### WHAT THE TASK REQUIRES
Gather every line in the records below that contains the word "water", and copy each one unchanged.

### ENTRIES
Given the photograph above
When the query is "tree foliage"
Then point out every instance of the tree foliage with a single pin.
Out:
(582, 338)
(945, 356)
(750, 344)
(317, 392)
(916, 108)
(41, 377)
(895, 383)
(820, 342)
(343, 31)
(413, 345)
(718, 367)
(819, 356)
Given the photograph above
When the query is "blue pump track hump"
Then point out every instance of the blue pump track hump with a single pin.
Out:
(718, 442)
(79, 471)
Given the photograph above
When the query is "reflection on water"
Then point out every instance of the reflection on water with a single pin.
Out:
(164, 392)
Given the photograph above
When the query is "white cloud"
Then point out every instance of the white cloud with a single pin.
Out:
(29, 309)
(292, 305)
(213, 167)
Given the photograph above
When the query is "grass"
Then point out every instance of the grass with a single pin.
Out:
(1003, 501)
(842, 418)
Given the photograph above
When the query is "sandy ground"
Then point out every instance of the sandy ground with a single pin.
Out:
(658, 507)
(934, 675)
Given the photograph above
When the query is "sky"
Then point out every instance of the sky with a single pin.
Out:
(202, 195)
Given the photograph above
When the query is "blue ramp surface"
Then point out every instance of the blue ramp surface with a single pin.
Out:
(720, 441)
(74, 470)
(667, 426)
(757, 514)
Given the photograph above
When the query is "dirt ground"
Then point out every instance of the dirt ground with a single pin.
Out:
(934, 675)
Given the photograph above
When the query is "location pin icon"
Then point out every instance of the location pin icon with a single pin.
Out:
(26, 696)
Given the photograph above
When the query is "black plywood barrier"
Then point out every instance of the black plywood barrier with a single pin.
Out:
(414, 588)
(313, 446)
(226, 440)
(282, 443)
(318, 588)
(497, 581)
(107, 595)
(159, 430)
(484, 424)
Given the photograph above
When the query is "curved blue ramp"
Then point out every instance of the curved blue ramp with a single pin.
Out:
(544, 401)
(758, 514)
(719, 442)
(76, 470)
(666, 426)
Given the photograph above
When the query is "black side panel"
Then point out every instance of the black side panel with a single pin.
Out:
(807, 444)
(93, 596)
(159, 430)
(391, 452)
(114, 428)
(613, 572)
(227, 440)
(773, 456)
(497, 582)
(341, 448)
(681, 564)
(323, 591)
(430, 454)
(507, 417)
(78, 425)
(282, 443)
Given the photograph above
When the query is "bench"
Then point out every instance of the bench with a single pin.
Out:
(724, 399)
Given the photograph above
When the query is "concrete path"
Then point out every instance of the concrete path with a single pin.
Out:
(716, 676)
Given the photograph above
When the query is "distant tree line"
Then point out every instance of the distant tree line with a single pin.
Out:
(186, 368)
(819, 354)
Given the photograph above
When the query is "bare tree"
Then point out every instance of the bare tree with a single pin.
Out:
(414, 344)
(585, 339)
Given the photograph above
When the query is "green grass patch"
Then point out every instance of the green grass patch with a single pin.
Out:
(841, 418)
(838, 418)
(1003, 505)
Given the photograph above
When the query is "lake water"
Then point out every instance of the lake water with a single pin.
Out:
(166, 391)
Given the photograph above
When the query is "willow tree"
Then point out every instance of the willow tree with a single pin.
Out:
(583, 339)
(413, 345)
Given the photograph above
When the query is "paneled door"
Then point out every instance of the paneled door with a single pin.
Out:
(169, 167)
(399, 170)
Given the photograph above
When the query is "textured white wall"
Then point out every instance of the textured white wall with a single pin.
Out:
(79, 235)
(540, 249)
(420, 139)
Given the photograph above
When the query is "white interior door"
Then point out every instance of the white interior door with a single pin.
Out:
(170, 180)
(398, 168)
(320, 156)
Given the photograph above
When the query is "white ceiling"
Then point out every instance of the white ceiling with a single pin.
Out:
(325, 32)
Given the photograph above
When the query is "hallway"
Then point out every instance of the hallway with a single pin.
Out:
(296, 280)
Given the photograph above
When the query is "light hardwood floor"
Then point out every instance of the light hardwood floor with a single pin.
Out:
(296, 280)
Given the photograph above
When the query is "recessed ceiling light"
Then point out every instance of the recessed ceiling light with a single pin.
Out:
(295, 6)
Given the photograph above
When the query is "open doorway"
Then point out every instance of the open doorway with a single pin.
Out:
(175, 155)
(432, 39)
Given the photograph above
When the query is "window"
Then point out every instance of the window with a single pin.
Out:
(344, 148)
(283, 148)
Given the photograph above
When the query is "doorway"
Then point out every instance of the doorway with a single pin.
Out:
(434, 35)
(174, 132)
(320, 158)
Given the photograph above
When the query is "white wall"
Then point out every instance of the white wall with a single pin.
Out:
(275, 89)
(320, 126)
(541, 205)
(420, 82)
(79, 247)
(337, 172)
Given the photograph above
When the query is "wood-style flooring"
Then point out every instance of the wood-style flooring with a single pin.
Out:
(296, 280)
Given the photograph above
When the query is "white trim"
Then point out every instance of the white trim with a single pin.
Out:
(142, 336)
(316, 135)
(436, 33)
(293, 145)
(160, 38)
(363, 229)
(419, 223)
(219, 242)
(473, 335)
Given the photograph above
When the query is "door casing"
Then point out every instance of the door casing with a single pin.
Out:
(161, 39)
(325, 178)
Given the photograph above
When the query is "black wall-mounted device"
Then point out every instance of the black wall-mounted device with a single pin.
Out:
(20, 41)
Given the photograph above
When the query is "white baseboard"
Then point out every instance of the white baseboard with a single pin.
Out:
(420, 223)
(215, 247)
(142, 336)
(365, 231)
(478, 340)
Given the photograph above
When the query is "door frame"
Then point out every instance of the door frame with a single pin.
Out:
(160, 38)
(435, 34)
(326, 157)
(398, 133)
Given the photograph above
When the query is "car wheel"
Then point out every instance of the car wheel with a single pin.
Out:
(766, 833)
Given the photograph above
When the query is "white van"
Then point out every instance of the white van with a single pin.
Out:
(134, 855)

### ANSWER TO THE EXERCISE
When the query is "reflection on water"
Then point out every instance of the reflection on water with a single pin.
When the query is "lake water"
Then point out every instance of the lake water with a single pin.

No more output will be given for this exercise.